## Problem details
Print the entries in full, word for word, but not the pictures.

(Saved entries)
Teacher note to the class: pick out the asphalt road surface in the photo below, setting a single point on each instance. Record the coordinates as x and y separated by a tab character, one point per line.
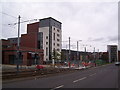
99	77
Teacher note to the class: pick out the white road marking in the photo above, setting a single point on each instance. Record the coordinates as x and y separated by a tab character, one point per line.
57	87
79	79
92	74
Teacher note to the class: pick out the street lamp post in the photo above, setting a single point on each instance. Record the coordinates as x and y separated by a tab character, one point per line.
77	51
18	44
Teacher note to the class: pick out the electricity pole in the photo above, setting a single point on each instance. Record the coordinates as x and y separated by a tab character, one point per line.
18	45
69	52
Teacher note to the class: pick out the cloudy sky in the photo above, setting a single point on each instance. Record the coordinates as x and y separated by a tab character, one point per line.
93	22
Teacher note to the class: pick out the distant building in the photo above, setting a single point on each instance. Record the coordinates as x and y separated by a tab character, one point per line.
112	53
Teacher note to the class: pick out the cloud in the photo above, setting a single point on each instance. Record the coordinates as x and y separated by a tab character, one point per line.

## Output of the task
Teacher note to the class: pick out the asphalt road surface in the photo below, setting a single point on each instance. Record the coordinates as x and y separated by a tab character, one point per line.
99	77
Teacher note to the class: pick out the white road marking in the photo above, setting a single point on each instance. Record the coordinates as x and y separated by a tab character, one point per line.
57	87
79	79
92	74
Teacher note to the class: pick out the street lamp post in the photo above, setting a single point on each instance. Record the coordinates as x and y separated by a tab character, one point per line.
77	51
18	44
Teacher note to the class: pick out the electricity pole in the photo above, setting a single point on each instance. Record the coordinates as x and y separated by a tab character, one point per line.
18	45
69	52
Teacher note to the class: pick out the cloudy sky in the photo above, setting a single point on each instance. Record the coordinates as x and y separated by a tab character, one point per line.
93	22
Teacher note to the class: pick out the distant building in the photo above, setting a single point on each instance. Record the coordinates as x and y separated by a tab character, one point per line.
112	53
Teacher note to the class: pick out the cloud in the photo above, setting a single point on each instance. Record the coordinates as x and y separated by a tab character, one point per line.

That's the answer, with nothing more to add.